Exercise input =>
[Start of Attachment]

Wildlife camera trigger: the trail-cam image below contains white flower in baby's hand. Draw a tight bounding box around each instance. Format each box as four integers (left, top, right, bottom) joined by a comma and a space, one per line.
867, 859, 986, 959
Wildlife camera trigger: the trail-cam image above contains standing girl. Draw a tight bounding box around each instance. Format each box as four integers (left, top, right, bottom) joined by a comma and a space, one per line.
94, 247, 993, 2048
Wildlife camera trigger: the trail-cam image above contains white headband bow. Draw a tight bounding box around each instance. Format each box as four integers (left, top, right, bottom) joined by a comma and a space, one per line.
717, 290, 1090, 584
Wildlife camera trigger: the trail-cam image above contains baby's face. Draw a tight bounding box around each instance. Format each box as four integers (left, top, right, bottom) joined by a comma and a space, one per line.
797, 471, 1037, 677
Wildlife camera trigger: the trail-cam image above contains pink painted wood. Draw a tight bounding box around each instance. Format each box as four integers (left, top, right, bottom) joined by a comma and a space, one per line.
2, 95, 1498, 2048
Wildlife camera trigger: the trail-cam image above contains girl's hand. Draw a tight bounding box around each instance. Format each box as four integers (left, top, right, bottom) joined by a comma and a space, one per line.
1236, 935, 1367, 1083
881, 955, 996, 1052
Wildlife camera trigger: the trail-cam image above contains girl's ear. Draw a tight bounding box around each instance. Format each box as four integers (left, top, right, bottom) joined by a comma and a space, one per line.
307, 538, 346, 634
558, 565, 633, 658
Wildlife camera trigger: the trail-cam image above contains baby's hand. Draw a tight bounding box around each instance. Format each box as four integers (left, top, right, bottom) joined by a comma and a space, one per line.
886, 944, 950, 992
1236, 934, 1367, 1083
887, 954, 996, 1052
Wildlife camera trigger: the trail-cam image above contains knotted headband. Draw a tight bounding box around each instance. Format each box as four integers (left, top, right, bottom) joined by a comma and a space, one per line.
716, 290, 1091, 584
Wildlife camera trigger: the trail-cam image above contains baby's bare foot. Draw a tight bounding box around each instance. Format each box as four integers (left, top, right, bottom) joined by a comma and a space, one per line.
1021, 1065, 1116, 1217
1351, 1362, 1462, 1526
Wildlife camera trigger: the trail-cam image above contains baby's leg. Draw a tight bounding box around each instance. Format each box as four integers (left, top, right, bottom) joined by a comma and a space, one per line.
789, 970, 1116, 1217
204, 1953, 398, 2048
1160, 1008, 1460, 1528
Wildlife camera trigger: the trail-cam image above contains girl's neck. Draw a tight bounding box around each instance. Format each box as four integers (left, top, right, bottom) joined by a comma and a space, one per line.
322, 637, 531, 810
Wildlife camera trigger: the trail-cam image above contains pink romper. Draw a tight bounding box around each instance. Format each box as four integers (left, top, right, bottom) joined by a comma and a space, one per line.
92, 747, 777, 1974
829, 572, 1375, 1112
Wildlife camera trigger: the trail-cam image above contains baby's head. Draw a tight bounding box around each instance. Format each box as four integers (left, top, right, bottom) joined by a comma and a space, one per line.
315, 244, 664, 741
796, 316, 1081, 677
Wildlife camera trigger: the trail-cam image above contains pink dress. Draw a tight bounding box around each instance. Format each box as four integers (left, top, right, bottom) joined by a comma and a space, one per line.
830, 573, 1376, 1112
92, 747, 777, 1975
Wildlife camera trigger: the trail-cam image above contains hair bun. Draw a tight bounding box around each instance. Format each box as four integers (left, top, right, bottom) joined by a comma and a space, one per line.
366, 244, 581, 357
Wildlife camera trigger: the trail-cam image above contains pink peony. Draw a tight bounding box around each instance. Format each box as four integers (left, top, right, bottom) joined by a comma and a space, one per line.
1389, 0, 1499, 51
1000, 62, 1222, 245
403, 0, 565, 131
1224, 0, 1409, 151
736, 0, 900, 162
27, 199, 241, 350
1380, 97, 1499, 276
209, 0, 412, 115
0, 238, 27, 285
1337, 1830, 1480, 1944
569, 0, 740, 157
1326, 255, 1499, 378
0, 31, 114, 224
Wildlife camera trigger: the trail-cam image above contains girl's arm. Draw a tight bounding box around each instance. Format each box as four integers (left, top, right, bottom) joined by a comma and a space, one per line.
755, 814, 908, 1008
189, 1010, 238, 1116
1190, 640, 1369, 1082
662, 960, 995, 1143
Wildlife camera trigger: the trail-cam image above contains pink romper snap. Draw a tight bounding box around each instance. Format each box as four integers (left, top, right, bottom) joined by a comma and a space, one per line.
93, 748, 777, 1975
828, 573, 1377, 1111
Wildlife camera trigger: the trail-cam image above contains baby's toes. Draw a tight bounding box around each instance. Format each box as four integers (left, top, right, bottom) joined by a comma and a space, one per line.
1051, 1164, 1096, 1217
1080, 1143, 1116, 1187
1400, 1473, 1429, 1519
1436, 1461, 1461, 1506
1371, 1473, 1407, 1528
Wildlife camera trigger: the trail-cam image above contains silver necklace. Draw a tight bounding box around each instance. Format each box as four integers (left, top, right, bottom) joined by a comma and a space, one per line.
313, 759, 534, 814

[End of Attachment]

What the task requires => Only the stretch of lines that begins with the one holding "contains baby's toes." and ends with the last line above belongs in the answer; please write it out exactly.

Exercise answer =>
Wildlife camera trigger: the trail-cam image above contains baby's toes. Draw a tight bounding box around each instance. Format each box as four integers (left, top, right, bottom) joined by a comma and a space, one per line.
1051, 1164, 1096, 1217
1080, 1143, 1116, 1187
1400, 1473, 1429, 1519
1436, 1461, 1461, 1506
1371, 1473, 1407, 1528
Wildlife camera trigger: the trail-cam image above contains silver necklace. Draw a tight bounding box around each instance. Format each box as four integers (left, top, right, bottom) joined by a comma and a space, one per line.
313, 759, 534, 814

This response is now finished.